• Data excerpts
---

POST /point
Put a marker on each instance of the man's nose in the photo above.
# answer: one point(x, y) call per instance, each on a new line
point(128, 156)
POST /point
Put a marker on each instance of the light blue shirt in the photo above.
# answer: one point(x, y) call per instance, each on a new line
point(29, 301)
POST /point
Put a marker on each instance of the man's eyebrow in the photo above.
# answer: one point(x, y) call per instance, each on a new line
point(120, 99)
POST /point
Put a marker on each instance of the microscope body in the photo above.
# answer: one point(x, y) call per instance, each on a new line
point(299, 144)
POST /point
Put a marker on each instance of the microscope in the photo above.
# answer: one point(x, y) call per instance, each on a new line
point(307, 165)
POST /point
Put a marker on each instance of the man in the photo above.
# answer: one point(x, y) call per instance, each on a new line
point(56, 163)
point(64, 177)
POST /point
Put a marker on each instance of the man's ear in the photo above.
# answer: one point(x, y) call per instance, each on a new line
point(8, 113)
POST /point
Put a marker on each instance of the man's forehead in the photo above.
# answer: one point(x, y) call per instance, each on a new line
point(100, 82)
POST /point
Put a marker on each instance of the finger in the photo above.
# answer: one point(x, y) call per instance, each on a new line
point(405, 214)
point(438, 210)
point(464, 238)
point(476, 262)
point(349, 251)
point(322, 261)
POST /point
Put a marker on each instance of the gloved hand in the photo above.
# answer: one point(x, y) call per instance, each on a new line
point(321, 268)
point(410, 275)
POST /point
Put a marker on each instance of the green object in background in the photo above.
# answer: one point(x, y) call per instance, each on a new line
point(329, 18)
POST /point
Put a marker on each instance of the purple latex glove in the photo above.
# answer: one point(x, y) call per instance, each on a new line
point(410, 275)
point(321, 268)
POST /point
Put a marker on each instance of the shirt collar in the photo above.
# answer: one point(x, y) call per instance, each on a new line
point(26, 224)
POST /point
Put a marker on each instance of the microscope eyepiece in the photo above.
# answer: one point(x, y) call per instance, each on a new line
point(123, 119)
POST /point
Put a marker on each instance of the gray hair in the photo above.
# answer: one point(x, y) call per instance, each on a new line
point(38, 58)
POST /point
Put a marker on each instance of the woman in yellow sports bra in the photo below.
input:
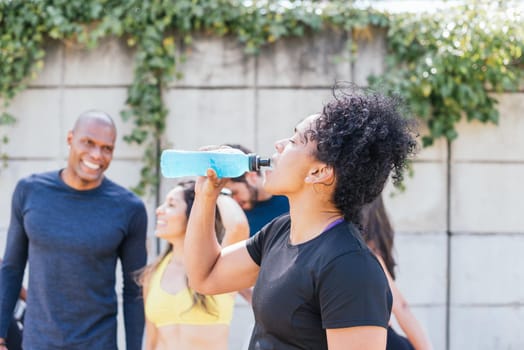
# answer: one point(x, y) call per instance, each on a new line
point(176, 316)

---

An exact copy of the listing is required, excluding any pictures.

POST /point
Put a marker on each instance of the man's nose in the photo above.
# answer: one point(x, y) call per instance, each on a new line
point(128, 156)
POST /point
Put a marker on each instance of the light blue shirt in the photo above.
# answer: one point(x, y) call per instance, each on a new line
point(29, 301)
POST /point
Put a marker on each instance of the man's eyebrow in the photo above.
# answer: one point(x, y) call per instance, each on a new line
point(120, 99)
POST /point
Put a marker on each instance of the microscope body in the photo above.
# answer: one point(x, y) call per instance, each on a new line
point(299, 144)
POST /point
Put a marker on each instance of the microscope in the photo above.
# answer: one point(x, y) call per instance, each on a new line
point(307, 165)
POST /point
Put a marker on each instance of the man in the photo above.
# answer: one point(x, y) call per instance, each on a new line
point(56, 163)
point(64, 177)
POST /point
Put a marker on each instance of the man's ear in the photo above.
# answer: one point(x, y) call per instance, each on a new line
point(8, 113)
POST /point
Put a marker on each instance of the man's forehead in the photo above.
# answer: one point(x, y) call per instance, each on a new line
point(100, 82)
POST /point
Put a marker on each instance of the finger in the photo above.
# answer: one point(x, y) call per instance, each on a new line
point(405, 214)
point(438, 210)
point(464, 238)
point(476, 262)
point(349, 251)
point(322, 261)
POST /point
Put a marker on each instance of the gloved hand in the photo above.
# answer: one point(x, y) call per instance, each on a new line
point(321, 268)
point(410, 275)
POST /point
Put a marker on each instance of the green object in background in the photo above.
# answer: one point(x, y) call per instance, each on a new line
point(329, 18)
POST /point
Put a marker on each instance of the purple latex glove in the photo above.
# answer: one point(x, y) call per instance, each on a new line
point(410, 275)
point(321, 268)
POST /point
Put a marker on each instance of the shirt collar in the photo above.
# answer: one point(x, y) call per instance, each on a new line
point(26, 224)
POST /point
Put a marker on each instance of the microscope eyepiece in the photo above.
# answer: one point(x, y) call per instance, each on a new line
point(123, 119)
POST /point
Put a marker on each instance of the gray hair in the photo above.
# answer: one point(x, y) call per instance, each on a new line
point(38, 58)
POST /point
Put a marker on each instance of the woman in yellow sports bra in the photo below.
input:
# answer: one point(x, y) call per instance, each on a new line
point(176, 316)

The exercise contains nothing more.